[Start of Attachment]

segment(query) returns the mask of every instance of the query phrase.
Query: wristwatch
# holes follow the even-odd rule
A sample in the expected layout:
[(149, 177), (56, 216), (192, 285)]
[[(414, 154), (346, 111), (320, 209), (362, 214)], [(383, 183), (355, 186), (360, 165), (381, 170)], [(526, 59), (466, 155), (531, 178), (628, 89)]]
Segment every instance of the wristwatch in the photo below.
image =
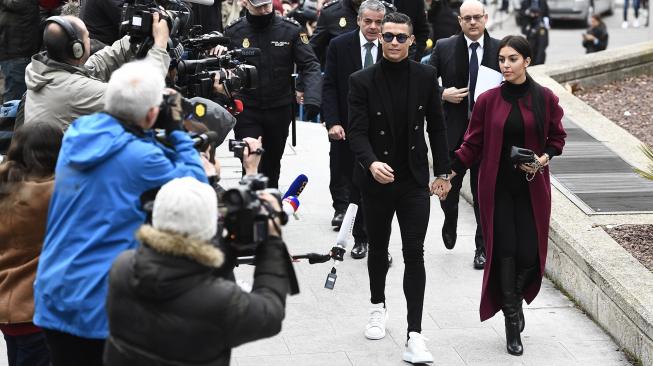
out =
[(436, 179), (442, 179), (442, 180), (449, 180), (449, 179), (451, 179), (451, 178), (449, 177), (449, 174), (438, 174), (438, 175), (435, 176), (435, 178), (436, 178)]

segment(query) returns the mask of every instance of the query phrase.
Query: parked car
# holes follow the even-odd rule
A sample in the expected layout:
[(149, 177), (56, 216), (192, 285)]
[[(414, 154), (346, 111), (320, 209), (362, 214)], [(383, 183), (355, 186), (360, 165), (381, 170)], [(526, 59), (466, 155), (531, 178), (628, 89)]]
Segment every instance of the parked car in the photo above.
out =
[[(587, 23), (592, 14), (611, 15), (614, 0), (547, 0), (549, 5), (549, 18), (556, 20), (576, 20)], [(512, 0), (514, 9), (521, 7), (521, 0)], [(522, 24), (521, 13), (515, 11), (517, 25)]]

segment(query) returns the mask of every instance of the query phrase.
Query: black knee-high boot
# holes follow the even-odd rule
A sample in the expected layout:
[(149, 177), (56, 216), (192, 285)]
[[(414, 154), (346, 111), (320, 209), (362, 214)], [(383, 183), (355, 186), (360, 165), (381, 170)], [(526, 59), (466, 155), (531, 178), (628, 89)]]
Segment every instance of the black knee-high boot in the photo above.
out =
[(508, 353), (520, 356), (524, 347), (519, 336), (519, 307), (515, 293), (515, 258), (501, 258), (501, 294), (503, 296), (503, 316), (506, 326), (506, 349)]
[(524, 318), (524, 310), (522, 303), (524, 302), (524, 288), (531, 281), (533, 275), (538, 270), (538, 267), (530, 267), (520, 269), (517, 272), (515, 279), (515, 293), (517, 295), (517, 307), (519, 308), (519, 332), (523, 332), (526, 327), (526, 319)]

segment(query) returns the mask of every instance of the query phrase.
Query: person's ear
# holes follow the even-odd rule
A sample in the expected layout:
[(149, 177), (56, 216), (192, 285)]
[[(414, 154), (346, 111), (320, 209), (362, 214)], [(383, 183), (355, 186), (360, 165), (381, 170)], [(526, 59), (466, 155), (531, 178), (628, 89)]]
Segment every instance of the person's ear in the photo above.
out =
[(524, 68), (528, 67), (528, 65), (530, 65), (530, 64), (531, 64), (531, 58), (526, 57), (526, 59), (524, 60)]
[(408, 37), (408, 39), (410, 40), (410, 43), (408, 45), (412, 46), (413, 43), (415, 43), (415, 35), (411, 34), (410, 37)]

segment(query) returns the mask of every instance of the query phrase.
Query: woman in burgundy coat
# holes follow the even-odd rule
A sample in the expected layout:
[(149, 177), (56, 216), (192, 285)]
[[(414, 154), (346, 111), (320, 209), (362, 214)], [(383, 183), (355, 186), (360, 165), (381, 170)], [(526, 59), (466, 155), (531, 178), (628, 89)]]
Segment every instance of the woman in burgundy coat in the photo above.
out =
[[(478, 200), (488, 262), (483, 274), (481, 321), (503, 310), (507, 350), (521, 355), (522, 300), (533, 301), (542, 283), (551, 215), (549, 160), (567, 136), (553, 92), (526, 72), (528, 41), (507, 36), (499, 45), (501, 86), (480, 95), (453, 174), (480, 160)], [(512, 146), (535, 152), (537, 162), (517, 167)]]

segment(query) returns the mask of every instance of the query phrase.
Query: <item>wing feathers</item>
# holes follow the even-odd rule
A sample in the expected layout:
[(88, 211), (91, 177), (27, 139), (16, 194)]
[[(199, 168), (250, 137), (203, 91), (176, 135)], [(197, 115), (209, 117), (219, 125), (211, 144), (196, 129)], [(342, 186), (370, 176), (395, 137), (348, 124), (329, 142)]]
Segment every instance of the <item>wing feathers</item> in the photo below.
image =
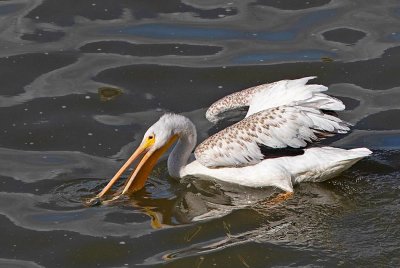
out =
[(214, 102), (207, 109), (206, 118), (208, 121), (216, 123), (221, 119), (221, 115), (224, 112), (249, 106), (255, 93), (265, 90), (270, 86), (271, 84), (259, 85), (227, 95)]
[(317, 84), (307, 85), (307, 82), (314, 78), (316, 77), (310, 76), (295, 80), (281, 80), (232, 93), (214, 102), (207, 110), (206, 118), (216, 123), (222, 118), (224, 112), (246, 106), (249, 106), (246, 117), (273, 107), (304, 106), (307, 103), (312, 103), (316, 109), (344, 110), (345, 106), (340, 100), (322, 93), (328, 90), (327, 87)]
[(273, 84), (268, 90), (254, 93), (246, 117), (282, 105), (308, 106), (330, 111), (344, 110), (345, 106), (342, 101), (322, 93), (328, 90), (327, 87), (306, 84), (310, 79), (314, 78), (282, 80)]
[(201, 143), (196, 159), (207, 167), (251, 165), (264, 158), (258, 144), (302, 148), (349, 131), (347, 123), (309, 106), (280, 106), (252, 114)]
[(197, 160), (207, 167), (251, 165), (269, 148), (303, 148), (309, 143), (347, 133), (349, 124), (331, 115), (345, 109), (342, 101), (328, 96), (323, 85), (307, 82), (315, 77), (282, 80), (228, 95), (207, 110), (212, 122), (225, 111), (249, 106), (246, 118), (220, 131), (195, 150)]

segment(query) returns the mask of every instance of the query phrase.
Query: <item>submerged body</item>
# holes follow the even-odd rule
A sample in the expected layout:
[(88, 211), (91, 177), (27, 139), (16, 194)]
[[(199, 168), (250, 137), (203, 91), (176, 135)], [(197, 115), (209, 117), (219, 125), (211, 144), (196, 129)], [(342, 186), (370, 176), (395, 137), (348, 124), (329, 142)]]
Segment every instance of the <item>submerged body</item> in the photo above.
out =
[[(335, 134), (349, 131), (349, 124), (334, 116), (343, 103), (323, 91), (322, 85), (308, 85), (313, 77), (282, 80), (265, 84), (222, 98), (207, 111), (211, 122), (221, 119), (227, 110), (249, 106), (246, 118), (197, 143), (194, 124), (176, 114), (163, 115), (145, 133), (142, 143), (109, 184), (97, 195), (102, 197), (131, 165), (144, 154), (130, 175), (121, 194), (144, 187), (159, 157), (175, 144), (168, 158), (172, 177), (211, 177), (250, 187), (275, 186), (293, 192), (300, 182), (320, 182), (337, 176), (363, 157), (367, 148), (351, 150), (312, 147), (310, 144)], [(275, 157), (270, 151), (300, 150), (299, 155)]]

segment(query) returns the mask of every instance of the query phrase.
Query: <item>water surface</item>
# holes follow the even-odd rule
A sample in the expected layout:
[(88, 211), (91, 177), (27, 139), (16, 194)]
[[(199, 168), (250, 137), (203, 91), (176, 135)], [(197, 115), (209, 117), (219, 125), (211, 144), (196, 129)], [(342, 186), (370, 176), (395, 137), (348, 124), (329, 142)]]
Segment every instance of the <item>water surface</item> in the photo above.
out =
[[(5, 267), (400, 265), (400, 4), (395, 0), (0, 1), (0, 264)], [(374, 154), (329, 182), (177, 182), (99, 191), (165, 112), (199, 141), (231, 92), (318, 76)]]

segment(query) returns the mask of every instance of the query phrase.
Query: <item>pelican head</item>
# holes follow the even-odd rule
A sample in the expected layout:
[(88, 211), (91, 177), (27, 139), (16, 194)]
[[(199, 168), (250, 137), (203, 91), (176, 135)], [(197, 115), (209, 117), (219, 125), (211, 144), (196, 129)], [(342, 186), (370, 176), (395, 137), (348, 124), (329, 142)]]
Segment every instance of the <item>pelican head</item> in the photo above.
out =
[(122, 194), (132, 193), (142, 189), (158, 159), (171, 145), (182, 138), (196, 139), (196, 131), (193, 123), (182, 115), (163, 115), (146, 131), (139, 147), (97, 197), (102, 197), (120, 178), (122, 173), (140, 156), (143, 157), (129, 176)]

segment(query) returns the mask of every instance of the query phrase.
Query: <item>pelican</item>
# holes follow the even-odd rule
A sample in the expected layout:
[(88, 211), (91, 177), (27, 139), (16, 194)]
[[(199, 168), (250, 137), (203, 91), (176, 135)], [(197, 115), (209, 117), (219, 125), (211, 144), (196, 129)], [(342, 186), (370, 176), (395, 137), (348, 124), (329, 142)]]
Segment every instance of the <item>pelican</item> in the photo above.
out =
[[(165, 114), (144, 134), (137, 150), (97, 195), (102, 198), (140, 156), (118, 196), (142, 189), (157, 160), (168, 157), (171, 177), (207, 177), (249, 187), (274, 186), (283, 198), (300, 182), (321, 182), (350, 168), (372, 152), (367, 148), (317, 147), (323, 138), (347, 133), (350, 124), (336, 116), (342, 101), (328, 88), (307, 84), (315, 77), (282, 80), (228, 95), (213, 103), (206, 118), (216, 123), (226, 111), (249, 107), (246, 117), (212, 135), (196, 149), (194, 124), (185, 116)], [(189, 161), (194, 150), (195, 160)]]

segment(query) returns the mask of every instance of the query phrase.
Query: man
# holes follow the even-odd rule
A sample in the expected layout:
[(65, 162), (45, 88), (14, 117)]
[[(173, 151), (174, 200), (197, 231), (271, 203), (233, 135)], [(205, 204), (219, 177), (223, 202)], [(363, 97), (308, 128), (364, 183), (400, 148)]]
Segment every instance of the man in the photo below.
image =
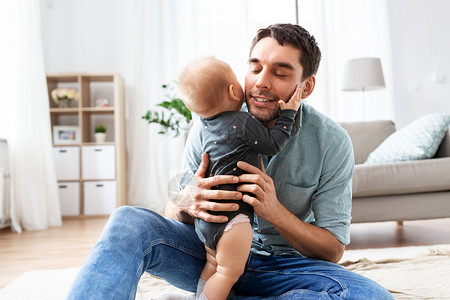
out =
[[(303, 99), (312, 93), (320, 56), (314, 37), (300, 26), (260, 30), (245, 79), (248, 110), (271, 128), (278, 100), (290, 99), (297, 85)], [(142, 208), (116, 210), (69, 298), (132, 298), (144, 271), (195, 292), (205, 250), (189, 224), (194, 217), (224, 222), (226, 217), (208, 211), (236, 209), (209, 199), (242, 199), (254, 207), (257, 218), (234, 299), (392, 299), (380, 285), (335, 264), (349, 243), (354, 164), (351, 141), (336, 123), (302, 104), (281, 153), (264, 157), (260, 169), (239, 162), (248, 172), (239, 178), (207, 177), (208, 156), (198, 153), (198, 138), (190, 135), (192, 147), (184, 154), (197, 182), (192, 204), (169, 203), (169, 218)], [(238, 192), (211, 189), (238, 182)]]

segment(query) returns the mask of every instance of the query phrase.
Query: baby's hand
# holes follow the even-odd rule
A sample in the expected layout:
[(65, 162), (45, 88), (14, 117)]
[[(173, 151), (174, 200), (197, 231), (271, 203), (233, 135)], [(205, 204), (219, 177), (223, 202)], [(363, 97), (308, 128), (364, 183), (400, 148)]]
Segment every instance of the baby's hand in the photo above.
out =
[(278, 104), (280, 105), (280, 109), (293, 109), (298, 110), (300, 107), (300, 104), (302, 104), (302, 98), (300, 97), (300, 86), (297, 85), (297, 88), (295, 89), (294, 94), (292, 95), (291, 99), (289, 99), (289, 102), (284, 102), (284, 100), (279, 100)]

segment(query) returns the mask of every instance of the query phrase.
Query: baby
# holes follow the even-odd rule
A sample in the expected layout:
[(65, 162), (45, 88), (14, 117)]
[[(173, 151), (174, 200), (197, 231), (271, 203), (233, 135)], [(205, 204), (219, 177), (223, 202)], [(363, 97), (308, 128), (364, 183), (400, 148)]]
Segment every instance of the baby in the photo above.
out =
[[(287, 143), (301, 104), (297, 87), (291, 99), (279, 100), (280, 115), (269, 131), (250, 113), (241, 112), (244, 93), (231, 67), (213, 57), (200, 58), (189, 64), (179, 77), (184, 104), (200, 116), (198, 132), (201, 153), (209, 155), (209, 176), (239, 176), (238, 161), (259, 167), (259, 154), (276, 155)], [(220, 185), (219, 190), (236, 190), (237, 185)], [(212, 200), (211, 200), (212, 201)], [(195, 230), (205, 244), (207, 262), (200, 276), (196, 299), (226, 299), (244, 272), (253, 239), (253, 207), (242, 200), (238, 211), (213, 212), (225, 215), (226, 223), (195, 220)]]

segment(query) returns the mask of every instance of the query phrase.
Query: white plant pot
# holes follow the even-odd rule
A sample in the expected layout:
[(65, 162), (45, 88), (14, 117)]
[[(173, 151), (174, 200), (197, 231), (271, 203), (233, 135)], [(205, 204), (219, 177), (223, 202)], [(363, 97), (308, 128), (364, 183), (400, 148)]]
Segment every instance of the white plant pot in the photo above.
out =
[(97, 132), (95, 133), (95, 142), (96, 143), (104, 143), (106, 140), (106, 133)]

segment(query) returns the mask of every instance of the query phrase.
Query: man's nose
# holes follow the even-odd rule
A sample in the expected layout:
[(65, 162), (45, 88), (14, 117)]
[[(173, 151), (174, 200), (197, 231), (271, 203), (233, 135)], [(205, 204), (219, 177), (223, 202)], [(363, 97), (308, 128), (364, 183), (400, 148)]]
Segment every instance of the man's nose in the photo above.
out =
[(258, 80), (256, 80), (256, 87), (262, 90), (268, 90), (271, 87), (270, 74), (263, 70), (258, 74)]

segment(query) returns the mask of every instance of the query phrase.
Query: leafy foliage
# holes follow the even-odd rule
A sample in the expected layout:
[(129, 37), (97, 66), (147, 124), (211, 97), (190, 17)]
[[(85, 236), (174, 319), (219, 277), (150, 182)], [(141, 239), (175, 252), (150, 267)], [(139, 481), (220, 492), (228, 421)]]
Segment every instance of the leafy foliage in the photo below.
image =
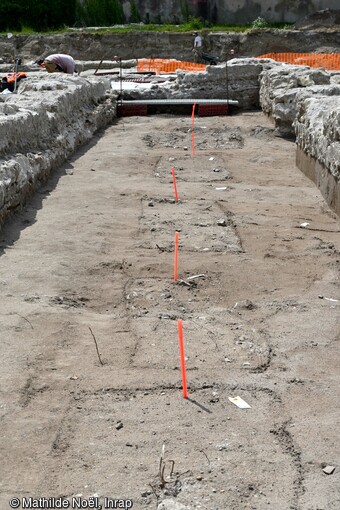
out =
[(258, 16), (256, 19), (254, 19), (251, 26), (253, 28), (268, 28), (269, 23), (264, 18), (261, 18), (261, 16)]
[(24, 26), (42, 32), (65, 26), (109, 26), (124, 22), (120, 0), (0, 1), (1, 32), (20, 31)]
[(183, 16), (184, 21), (189, 21), (190, 10), (188, 0), (181, 0), (181, 14)]
[(139, 23), (141, 20), (135, 0), (131, 1), (130, 23)]
[(20, 30), (20, 19), (23, 17), (24, 2), (2, 0), (0, 3), (0, 30)]
[(109, 26), (124, 23), (124, 11), (119, 0), (85, 0), (78, 4), (77, 24)]
[(76, 0), (1, 0), (0, 31), (42, 31), (74, 23)]

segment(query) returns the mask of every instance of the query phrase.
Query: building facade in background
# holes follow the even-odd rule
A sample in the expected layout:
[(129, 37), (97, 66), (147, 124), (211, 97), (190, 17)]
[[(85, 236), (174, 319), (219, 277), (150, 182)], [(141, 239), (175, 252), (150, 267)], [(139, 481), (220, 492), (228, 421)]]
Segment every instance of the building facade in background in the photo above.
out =
[[(133, 0), (142, 21), (181, 22), (202, 17), (212, 23), (250, 24), (262, 17), (270, 23), (295, 23), (323, 9), (339, 9), (340, 0)], [(122, 0), (127, 19), (131, 0)]]

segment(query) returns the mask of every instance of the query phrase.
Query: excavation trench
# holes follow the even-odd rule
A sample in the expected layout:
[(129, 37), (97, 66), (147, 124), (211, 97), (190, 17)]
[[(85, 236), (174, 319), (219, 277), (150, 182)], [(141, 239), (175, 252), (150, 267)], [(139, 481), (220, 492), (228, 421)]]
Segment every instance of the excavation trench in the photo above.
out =
[[(223, 99), (214, 67), (148, 95)], [(94, 76), (1, 101), (1, 508), (339, 507), (336, 86), (289, 69), (231, 63), (227, 116), (117, 119)]]
[(5, 223), (1, 508), (338, 507), (337, 217), (261, 112), (195, 129), (116, 120)]
[[(227, 67), (207, 66), (205, 72), (179, 70), (144, 84), (86, 72), (73, 77), (31, 71), (17, 94), (1, 95), (0, 224), (81, 145), (112, 125), (117, 113), (191, 114), (193, 105), (181, 102), (196, 99), (198, 118), (220, 114), (222, 119), (225, 104), (200, 102), (225, 103), (227, 96), (231, 115), (262, 108), (277, 136), (296, 140), (298, 166), (339, 213), (339, 73), (264, 58), (232, 59)], [(124, 67), (124, 73), (131, 68)], [(263, 136), (261, 131), (254, 134)], [(227, 148), (222, 134), (216, 136), (215, 148)], [(204, 140), (201, 148), (207, 148)]]

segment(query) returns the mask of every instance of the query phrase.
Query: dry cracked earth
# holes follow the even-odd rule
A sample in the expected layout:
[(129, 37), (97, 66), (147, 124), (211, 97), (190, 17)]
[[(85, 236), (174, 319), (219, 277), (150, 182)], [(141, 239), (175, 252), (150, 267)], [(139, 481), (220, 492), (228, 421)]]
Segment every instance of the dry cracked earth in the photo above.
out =
[(340, 508), (338, 218), (262, 113), (195, 134), (121, 119), (1, 231), (1, 509)]

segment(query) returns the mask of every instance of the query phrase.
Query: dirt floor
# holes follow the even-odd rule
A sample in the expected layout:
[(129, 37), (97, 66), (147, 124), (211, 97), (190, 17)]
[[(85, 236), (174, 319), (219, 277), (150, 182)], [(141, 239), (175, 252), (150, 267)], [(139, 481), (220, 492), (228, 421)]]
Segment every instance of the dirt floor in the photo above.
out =
[(1, 510), (339, 509), (339, 230), (260, 112), (98, 135), (0, 233)]

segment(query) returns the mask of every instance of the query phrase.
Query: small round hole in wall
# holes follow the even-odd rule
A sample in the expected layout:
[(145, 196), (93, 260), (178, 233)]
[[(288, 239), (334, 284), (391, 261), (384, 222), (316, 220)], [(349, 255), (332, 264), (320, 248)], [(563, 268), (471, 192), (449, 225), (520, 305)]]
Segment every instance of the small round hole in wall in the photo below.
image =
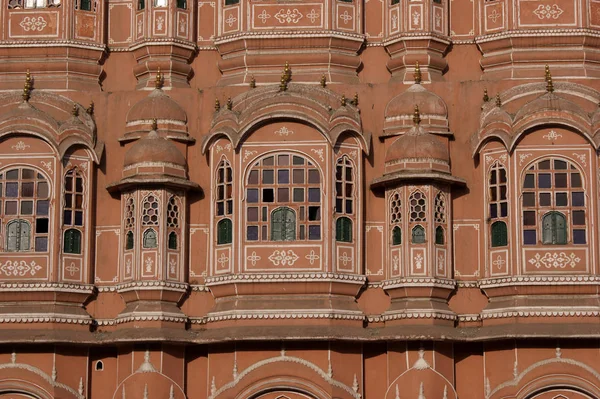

[End of Attachment]

### What the task asks
Nothing but a number should be given for this: how many lines in the entries above contain "water"?

### Task output
2